__Exercise tasks__:
(1) Which pelvic organs does the ovarian cancer and fertility article name as removed when epithelial ovarian cancer is found at a later stage?
(2) Carry on the ovarian cancer and fertility article past its final paragraph.

━━━ Document segment ━━━

September 16, 2021

Ovarian Cancer and Fertility with Sara Blake, M.D., OB/GYN

Each September, we recognize the American Cancer Society’s fifth-ranked cancer in cancer deaths among women during Ovarian Cancer Awareness Month. This month, we sat down with Sara Blake, M.D., OB/GYN at The University of Kansas Health System St. Francis Campus Women's Center, to learn more about ovarian cancer’s effect on fertility. 

Since ovarian cancer affects the ovaries, the part of the female reproductive system that produces eggs and other hormones, the question of fertility often comes up when a patient’s first diagnosed. The answer isn’t so black and white, but Dr. Blake says some cancer treatments affect fertility.

“There are some forms of ovarian cancer that can be treated with the removal of only one ovary, leaving the second ovary to function normally,” Dr. Blake said. “However, most epithelial ovarian cancers are found at a later stage and require the removal of all pelvic organs, including the ovaries, tubes, uterus, among others. In these cases, the patient would no longer be able to conceive or carry a pregnancy.”

When certain pelvic organs need to be removed, egg retrieval for surrogacy or other purposes, may not be an option before treatment.

“The question of whether or not you can freeze your eggs before undergoing treatment is a question you’ll want to ask your doctor,” Dr. Blake said. “In most cases, this will not be an option, as the most important thing is to get treated for the cancer itself. In some rare instances, however, it may be appropriate to consider.”

Because of the link between ovarian cancer and the reproductive system, there’s also often a question of whether the use of fertility drugs increases your risk of developing this type of cancer.

“No one knows the answer to this for sure,” Dr. Blake said. “Some studies have suggested a link between the two. It’s important to note, however, that women who wait until a later age, typically over 35, to have their first full-term pregnancy, or never carry a full-term pregnancy, are also at increased risk for ovarian cancer. Many of these same women will have used fertility medications at some point in life as well, so it’s complicated.”

━━━ Exercise data ━━━

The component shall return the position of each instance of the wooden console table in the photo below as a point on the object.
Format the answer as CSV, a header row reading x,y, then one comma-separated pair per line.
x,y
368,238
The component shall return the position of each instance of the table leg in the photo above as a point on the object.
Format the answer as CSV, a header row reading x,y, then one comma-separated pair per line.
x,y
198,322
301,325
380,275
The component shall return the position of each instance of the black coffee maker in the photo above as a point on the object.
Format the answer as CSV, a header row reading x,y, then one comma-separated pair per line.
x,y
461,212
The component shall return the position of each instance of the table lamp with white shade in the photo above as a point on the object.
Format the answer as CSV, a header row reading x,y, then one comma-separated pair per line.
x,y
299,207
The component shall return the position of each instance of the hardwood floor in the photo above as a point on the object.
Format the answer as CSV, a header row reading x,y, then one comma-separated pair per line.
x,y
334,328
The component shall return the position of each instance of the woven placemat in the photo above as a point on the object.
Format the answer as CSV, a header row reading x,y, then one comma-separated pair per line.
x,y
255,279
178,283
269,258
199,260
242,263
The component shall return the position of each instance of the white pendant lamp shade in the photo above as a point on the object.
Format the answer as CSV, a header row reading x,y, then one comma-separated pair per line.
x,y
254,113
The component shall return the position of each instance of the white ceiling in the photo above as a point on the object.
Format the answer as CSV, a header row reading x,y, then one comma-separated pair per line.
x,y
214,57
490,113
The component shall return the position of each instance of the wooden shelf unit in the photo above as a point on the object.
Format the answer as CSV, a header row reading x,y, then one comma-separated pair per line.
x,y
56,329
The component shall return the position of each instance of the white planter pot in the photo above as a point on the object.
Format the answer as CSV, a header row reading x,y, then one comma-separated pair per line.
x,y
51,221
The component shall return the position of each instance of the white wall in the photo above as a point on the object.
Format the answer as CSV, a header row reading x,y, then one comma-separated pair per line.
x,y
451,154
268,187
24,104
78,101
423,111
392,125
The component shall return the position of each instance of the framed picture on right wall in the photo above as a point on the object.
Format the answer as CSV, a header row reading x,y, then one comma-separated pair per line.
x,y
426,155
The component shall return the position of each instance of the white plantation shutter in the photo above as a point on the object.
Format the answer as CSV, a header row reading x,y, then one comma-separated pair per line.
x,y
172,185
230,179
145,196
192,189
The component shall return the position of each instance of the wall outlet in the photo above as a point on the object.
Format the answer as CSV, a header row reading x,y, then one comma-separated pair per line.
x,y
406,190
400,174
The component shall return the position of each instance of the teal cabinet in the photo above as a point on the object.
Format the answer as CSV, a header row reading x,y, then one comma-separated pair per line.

━━━

__Answers to this exercise__:
(1) Ovaries, tubes, uterus

(2)
In its early and most treatable stages, ovarian cancer symptoms can be mild or nonexistent – which is one of the reasons it oftentimes goes undiagnosed until it’s progressed.  Considering there is no reliable routine screening, it’s important to report your symptoms.

According to the Centers for Disease Control and Prevention (CDC), signs of ovarian cancer may include the following symptoms:

  • Abdominal or back pain
  • Bloating
  • Feeling full quickly, or having trouble eating
  • Frequent or urgent need to urinate and/or constipation
  • Pain or pressure in the pelvic area
  • Vaginal bleeding (particularly past the stage of menopause) or abnormal vaginal discharge

If you’re experiencing any usual symptoms, discuss these changes with your doctor to find out if you should be screened for ovarian cancer. The most reliable way to confirm a diagnosis is through imaging.

“While ovarian cancer may be suspected based on your symptoms, family history or physical exam, imaging is most helpful in ovarian cancer diagnosis,” Dr. Blake said. “Ultrasound and CT scans can both be utilized to characterize suspicious pelvic masses along with blood testing for tumor markers. Ultimately cancer diagnosis is a pathological one made by examining recovered tissue at the time of surgery.”